**Required action:** Retype the records exactly, with nothing added or dropped.

**Entries supplied:**
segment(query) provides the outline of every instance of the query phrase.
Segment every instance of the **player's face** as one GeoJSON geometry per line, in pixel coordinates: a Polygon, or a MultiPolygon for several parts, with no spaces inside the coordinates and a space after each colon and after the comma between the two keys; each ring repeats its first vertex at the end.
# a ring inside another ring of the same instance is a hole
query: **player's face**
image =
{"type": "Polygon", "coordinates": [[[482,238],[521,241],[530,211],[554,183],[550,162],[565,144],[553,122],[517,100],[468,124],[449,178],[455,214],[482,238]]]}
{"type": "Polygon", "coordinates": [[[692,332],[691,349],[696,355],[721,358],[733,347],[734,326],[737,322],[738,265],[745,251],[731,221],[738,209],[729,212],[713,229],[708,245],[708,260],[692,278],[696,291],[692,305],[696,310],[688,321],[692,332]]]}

**Response to the task:**
segment(query) provides the outline of every instance of the query phrase.
Segment every instance of the **player's face** as one GeoJSON geometry per line, in pixel coordinates: a Polygon, or a MultiPolygon for several parts, with no spaces inside the coordinates and a space after each colon and after the comma between the two keys; each ring repeats its first vertex at the end.
# a ring inside another ring of the same instance is a hole
query: **player's face**
image =
{"type": "Polygon", "coordinates": [[[482,238],[521,241],[530,211],[554,183],[550,162],[565,144],[553,122],[517,100],[468,124],[449,178],[455,214],[482,238]]]}
{"type": "Polygon", "coordinates": [[[692,332],[691,349],[696,355],[721,358],[733,347],[734,326],[737,322],[738,265],[745,251],[731,221],[738,209],[729,212],[713,229],[708,245],[708,260],[692,278],[696,291],[692,305],[696,310],[688,321],[692,332]]]}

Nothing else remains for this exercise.